--- Задание 1 ---
Согласуются ли с фрагментом страницы утверждения (а), (б) и (в)? Для каждого ответьте «да» или «нет» и приведите решающие слова фрагмента дословно.
(а) Девушка за стеклом предложила прийти за справкой во вторник.
(б) По мнению автора, картина Рубенса выражает прежде всего смерть римского стоика.
(в) Автор считает, что человек может сам не знать, к какой из двух категорий он принадлежит.
--- Задание 2 ---
Перепишите без изменений часть фрагмента страницы между словами «Ответ девушки за» и «что такое баня.», включая их.

--- Фрагмент страницы ---
Ответ девушки за стеклом, у которой я в среду заказала справку и спросила, когда будет готово: «Завтра уже четверг, пятница — короткий день, суббота-воскресенье выходные, понедельник — ужас что за день. Во вторник приходите».
«Сенека, кончающий с собой в бане» — называется картина Рубенса, на которой изображен старик, опустивший ноги в таз. В первую минуту наступает недоумение, и ты думаешь, что тут какая-то ошибка, потом понимаешь, что в бесконечно большей степени, чем смерть римского стоика, холст выражает представление европейца XVII века о том, что такое баня.
Тест
Я думаю, что люди — по крайней мере, в цивилизованных обществах, где вкус человеческой крови много поколений назад ушел из повседневного меню, — что люди делятся только на две категории (а уже две эти главные категории дробятся потом на бесчисленные пункты и подпункты): на тех, кому легче убивать, и тех, кому легче быть убитым. Мне возразят: кто-де может заречься, что не убьет, пока не попадет в ситуацию, когда убивают его? Но я считаю, что обмануться здесь невозможно, и даже если окружающие еще могут сомневаться, то сам человек точно знает о себе, к какой категории он принадлежит. Мне возразят: сегодня-де среди людей преступление происходит разве что в последней, маловероятной инстанции. Положим, и все же в рутине из рутин — на песке пляжа, за столиком в ресторане, в очереди, на улице, в театре — я вижу эти две главные категории человечества, избывающие свои судьбы, заложенные в них от сотворения мира, и могу, не моргнув глазом и с бесконечно малой возможностью ошибки, сказать: вот этот — убийца, а вот этот предпочитает быть жертвой.

--- Набор строк ---
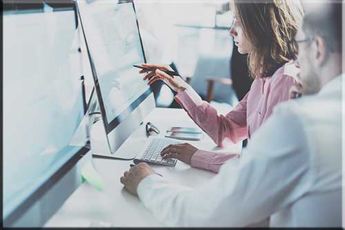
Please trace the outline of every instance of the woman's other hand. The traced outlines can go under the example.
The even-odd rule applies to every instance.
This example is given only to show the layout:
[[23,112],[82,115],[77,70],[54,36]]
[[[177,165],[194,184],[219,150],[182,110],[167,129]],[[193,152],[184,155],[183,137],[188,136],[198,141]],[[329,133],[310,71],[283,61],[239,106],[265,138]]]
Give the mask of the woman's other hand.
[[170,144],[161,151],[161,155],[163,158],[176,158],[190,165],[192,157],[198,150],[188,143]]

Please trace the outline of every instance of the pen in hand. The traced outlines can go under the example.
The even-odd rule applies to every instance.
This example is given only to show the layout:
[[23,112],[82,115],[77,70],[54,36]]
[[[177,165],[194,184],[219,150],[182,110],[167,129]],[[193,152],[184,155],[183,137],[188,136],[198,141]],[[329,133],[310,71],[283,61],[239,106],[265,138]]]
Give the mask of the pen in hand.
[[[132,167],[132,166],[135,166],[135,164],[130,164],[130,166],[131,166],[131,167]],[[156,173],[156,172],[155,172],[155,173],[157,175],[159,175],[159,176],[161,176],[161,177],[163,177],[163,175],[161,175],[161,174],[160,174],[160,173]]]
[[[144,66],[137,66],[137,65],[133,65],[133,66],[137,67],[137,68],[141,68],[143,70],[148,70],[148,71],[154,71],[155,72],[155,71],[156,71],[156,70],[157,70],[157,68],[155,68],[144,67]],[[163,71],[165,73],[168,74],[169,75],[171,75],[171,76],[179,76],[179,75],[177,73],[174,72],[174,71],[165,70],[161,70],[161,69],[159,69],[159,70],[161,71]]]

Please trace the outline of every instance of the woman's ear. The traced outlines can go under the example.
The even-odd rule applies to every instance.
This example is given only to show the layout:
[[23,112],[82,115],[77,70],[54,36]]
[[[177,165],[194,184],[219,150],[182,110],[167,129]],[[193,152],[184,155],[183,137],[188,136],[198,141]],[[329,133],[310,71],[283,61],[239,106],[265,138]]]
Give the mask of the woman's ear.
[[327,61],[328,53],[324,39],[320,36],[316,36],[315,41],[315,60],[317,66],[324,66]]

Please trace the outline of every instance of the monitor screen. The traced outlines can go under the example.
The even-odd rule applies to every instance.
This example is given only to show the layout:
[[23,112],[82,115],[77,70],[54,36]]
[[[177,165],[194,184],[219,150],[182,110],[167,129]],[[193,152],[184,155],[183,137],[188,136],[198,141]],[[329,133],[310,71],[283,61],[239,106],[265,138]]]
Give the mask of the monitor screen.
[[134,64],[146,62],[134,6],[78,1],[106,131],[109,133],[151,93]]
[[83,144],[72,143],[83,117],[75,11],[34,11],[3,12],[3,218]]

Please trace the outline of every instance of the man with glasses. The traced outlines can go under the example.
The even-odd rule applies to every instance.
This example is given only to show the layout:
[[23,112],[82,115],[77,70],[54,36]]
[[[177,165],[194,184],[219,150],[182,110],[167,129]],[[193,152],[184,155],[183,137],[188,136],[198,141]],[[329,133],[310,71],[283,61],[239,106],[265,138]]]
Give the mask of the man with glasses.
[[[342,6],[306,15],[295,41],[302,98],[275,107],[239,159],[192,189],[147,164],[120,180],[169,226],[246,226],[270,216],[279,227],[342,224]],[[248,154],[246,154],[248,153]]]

...

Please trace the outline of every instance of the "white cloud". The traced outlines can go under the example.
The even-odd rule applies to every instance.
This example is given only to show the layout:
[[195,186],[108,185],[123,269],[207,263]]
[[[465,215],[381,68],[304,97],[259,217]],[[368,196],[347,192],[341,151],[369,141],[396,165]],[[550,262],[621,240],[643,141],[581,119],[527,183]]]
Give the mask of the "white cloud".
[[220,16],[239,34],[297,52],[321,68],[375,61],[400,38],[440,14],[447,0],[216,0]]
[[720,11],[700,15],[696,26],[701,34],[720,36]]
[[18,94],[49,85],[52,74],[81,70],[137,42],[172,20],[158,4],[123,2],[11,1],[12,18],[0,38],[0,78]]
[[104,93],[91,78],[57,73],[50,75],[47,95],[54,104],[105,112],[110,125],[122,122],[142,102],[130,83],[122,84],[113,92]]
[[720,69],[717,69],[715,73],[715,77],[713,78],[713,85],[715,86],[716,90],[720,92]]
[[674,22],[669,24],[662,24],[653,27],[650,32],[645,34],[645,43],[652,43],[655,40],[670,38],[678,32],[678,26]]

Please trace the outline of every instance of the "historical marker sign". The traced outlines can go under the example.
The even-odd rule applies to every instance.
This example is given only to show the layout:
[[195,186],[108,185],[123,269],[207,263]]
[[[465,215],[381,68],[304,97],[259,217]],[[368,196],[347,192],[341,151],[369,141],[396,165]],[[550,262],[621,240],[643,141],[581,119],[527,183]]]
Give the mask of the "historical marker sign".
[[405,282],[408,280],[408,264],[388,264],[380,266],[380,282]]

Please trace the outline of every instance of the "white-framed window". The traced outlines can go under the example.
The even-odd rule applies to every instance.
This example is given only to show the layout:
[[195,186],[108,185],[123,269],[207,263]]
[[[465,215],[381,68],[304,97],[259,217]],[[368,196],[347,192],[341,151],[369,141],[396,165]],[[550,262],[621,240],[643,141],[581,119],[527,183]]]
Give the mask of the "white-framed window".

--- Ответ 1 ---
(а) Да: «Во вторник приходите».
(б) Нет: «в бесконечно большей степени, чем смерть римского стоика, холст выражает представление европейца XVII века о том, что такое баня».
(в) Нет: «сам человек точно знает о себе, к какой категории он принадлежит».

--- Ответ 2 ---
Ответ девушки за стеклом, у которой я в среду заказала справку и спросила, когда будет готово: «Завтра уже четверг, пятница — короткий день, суббота-воскресенье выходные, понедельник — ужас что за день. Во вторник приходите».
«Сенека, кончающий с собой в бане» — называется картина Рубенса, на которой изображен старик, опустивший ноги в таз. В первую минуту наступает недоумение, и ты думаешь, что тут какая-то ошибка, потом понимаешь, что в бесконечно большей степени, чем смерть римского стоика, холст выражает представление европейца XVII века о том, что такое баня.